■ STATED PROBLEM ■
Write out everything from the start of the entries down to the line containing "437 180 479 240", requests included, shifting every bounding box coordinate by adding 22 to it.

Entries from a dataset
— start —
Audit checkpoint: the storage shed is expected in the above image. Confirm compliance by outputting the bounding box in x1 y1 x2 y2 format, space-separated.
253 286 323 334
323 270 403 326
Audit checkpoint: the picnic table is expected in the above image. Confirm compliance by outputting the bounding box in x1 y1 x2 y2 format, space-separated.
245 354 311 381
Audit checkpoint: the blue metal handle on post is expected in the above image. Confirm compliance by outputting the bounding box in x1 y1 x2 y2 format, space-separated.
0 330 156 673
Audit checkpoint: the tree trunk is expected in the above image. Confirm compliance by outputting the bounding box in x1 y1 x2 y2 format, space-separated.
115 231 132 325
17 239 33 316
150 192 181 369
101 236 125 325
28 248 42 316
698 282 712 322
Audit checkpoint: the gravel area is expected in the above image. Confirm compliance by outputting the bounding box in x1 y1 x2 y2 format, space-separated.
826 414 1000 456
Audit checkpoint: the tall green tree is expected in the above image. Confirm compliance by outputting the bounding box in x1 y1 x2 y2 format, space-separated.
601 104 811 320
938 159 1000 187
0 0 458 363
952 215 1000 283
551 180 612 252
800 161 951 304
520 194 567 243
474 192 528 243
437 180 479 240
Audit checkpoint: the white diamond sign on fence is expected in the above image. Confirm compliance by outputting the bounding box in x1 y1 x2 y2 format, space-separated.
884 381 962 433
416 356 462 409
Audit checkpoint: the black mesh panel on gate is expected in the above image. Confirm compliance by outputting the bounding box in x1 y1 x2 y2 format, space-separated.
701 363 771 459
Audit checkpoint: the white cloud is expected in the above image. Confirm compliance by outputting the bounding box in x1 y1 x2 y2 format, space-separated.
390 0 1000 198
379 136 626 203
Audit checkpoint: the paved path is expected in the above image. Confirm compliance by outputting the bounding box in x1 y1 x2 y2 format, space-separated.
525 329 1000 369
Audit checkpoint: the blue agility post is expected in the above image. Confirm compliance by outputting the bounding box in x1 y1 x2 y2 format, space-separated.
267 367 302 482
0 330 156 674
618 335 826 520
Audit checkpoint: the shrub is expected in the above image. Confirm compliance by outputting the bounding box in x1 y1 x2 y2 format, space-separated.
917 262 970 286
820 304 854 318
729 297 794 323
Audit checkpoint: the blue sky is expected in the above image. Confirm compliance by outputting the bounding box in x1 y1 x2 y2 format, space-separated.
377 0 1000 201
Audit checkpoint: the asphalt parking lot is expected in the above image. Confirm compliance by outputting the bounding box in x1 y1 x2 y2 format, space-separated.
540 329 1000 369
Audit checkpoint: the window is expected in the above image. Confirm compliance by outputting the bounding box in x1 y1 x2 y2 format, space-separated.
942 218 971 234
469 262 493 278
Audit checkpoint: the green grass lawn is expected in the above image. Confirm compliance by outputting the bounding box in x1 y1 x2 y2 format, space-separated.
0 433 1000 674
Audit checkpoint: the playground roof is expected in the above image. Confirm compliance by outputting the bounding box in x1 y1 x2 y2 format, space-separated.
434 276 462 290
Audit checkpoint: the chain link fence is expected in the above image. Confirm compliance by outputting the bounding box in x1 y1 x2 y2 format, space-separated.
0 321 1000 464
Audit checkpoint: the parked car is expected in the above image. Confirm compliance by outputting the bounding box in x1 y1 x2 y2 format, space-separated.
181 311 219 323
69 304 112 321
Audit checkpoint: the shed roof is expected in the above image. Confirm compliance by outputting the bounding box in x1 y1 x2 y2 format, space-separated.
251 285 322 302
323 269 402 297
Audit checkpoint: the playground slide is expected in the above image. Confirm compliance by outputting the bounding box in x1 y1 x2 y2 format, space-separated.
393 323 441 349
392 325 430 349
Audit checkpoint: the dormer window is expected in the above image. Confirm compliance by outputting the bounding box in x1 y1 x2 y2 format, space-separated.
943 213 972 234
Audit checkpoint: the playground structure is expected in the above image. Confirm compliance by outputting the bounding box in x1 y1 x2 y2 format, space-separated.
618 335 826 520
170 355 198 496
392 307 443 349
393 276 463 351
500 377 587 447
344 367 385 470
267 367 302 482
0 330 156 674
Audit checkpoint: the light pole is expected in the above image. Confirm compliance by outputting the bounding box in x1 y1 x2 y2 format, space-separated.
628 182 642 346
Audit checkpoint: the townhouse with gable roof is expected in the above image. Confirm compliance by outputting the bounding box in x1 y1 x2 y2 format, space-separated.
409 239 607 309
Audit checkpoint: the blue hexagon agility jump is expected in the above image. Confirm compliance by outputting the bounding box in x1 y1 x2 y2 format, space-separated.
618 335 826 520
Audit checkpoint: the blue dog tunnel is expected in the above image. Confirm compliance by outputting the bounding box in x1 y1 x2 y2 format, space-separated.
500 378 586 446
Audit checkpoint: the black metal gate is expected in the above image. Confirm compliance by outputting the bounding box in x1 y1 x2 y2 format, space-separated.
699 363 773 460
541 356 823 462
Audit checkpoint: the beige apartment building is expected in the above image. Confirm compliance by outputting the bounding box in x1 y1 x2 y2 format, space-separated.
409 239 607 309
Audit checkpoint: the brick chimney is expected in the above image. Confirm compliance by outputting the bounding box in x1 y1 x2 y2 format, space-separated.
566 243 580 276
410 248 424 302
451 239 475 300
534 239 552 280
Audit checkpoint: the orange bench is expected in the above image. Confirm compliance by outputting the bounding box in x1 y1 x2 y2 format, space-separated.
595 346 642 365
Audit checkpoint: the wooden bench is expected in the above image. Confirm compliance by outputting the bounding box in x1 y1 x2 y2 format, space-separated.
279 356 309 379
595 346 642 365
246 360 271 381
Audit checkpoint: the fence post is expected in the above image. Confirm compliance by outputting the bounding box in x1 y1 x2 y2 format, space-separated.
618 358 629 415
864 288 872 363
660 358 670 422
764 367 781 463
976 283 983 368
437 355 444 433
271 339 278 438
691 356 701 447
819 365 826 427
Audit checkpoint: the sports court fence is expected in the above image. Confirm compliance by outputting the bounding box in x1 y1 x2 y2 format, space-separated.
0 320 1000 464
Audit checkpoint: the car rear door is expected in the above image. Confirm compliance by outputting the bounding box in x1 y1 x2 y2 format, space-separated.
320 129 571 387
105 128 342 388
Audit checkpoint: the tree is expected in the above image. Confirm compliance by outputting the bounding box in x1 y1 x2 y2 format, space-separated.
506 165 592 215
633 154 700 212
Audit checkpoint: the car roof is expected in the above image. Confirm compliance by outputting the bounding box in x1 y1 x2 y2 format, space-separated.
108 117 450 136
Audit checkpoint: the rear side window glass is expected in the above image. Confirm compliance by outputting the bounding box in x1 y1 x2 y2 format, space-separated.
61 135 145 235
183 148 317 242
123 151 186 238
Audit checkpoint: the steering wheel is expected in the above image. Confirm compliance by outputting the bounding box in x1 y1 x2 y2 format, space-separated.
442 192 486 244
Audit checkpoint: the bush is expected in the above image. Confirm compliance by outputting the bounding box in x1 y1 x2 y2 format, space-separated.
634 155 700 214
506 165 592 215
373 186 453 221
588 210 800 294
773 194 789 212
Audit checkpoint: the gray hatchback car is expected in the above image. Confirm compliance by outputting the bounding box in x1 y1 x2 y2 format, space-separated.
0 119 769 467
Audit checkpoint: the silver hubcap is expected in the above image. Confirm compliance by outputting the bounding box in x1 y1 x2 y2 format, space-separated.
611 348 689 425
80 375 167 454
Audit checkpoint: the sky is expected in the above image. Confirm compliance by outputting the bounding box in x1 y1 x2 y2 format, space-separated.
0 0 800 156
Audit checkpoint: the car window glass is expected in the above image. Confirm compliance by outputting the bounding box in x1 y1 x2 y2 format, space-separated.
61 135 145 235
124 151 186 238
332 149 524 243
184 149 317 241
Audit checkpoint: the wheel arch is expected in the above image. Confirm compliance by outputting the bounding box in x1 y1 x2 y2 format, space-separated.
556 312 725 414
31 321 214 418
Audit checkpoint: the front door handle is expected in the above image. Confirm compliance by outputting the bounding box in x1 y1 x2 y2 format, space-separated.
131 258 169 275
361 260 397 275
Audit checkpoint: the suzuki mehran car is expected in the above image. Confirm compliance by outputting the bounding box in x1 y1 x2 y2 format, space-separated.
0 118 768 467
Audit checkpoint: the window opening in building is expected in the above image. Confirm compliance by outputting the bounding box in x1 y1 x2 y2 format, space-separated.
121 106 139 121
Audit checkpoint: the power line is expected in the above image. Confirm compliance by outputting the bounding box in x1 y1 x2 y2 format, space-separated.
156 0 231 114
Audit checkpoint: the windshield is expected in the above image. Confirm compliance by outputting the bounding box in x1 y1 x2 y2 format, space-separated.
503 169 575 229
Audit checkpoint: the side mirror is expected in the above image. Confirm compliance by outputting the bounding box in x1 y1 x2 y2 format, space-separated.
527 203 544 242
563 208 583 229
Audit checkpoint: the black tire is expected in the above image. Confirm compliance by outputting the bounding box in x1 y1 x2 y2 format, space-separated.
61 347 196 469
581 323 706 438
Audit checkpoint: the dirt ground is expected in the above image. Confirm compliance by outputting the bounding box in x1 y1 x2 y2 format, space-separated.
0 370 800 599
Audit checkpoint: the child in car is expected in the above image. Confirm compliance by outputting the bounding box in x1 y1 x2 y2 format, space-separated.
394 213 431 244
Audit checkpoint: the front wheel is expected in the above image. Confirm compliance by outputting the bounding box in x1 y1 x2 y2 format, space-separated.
— end —
■ COMPLETE RESPONSE ■
Audit checkpoint: the storage shed is expected in the above image. Confirm compliance by outputting the bounding box in x1 y1 x2 y2 format, space-separated.
275 308 345 356
345 292 425 348
Audit checkpoint: the picnic table is expected in the above image. Confirm compliance by outputting the bounding box in x1 y1 x2 y2 format, space-separated.
267 376 333 403
Audit checkpoint: the blue metal handle on post is expected in the above image. Confirm compliance by outputting the bounding box in x1 y1 x2 y2 format, space-separated.
22 352 178 695
Audit checkpoint: the tree trunk is expected in the above image. Confirm compliance by outputting the bounding box in x1 y1 x2 y2 format, space-separated.
137 253 154 347
39 261 55 338
172 214 203 391
123 258 147 347
50 270 64 338
720 304 734 344
Audit checkpoint: the gravel area is expected in the above image. Confirm compliance by outputting the bounding box in x1 y1 x2 y2 format, space-separated.
848 436 1022 478
Audit checkpoint: the tall green tree is expected in the above image. Confirm compliance by outputting the bounding box in x1 y1 x2 y2 format, space-separated.
623 126 833 342
960 181 1022 209
22 22 480 385
974 237 1022 305
573 202 634 274
822 183 973 326
542 216 589 265
496 214 550 265
459 202 501 262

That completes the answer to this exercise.